> WORK TO COMPLETE
Search the records for the word "frame" and pick out every line that has it.

⟨

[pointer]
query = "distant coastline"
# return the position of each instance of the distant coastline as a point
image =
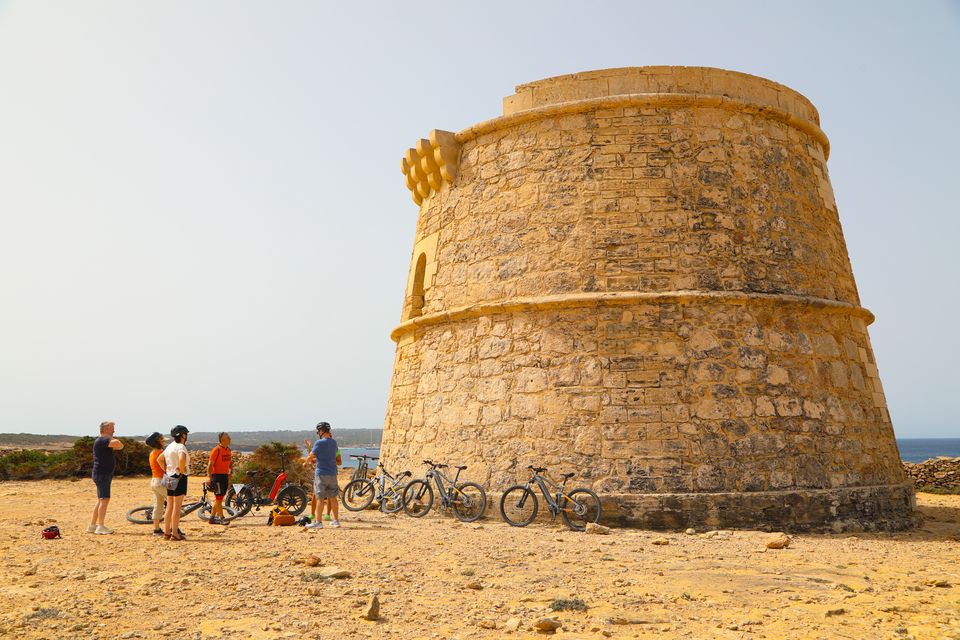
(920, 449)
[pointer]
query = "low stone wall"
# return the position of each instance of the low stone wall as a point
(936, 473)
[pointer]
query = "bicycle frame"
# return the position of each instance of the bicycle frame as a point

⟩

> SOLUTION
query = "bicycle frame"
# return the position of each instance of the bicycle frame as a point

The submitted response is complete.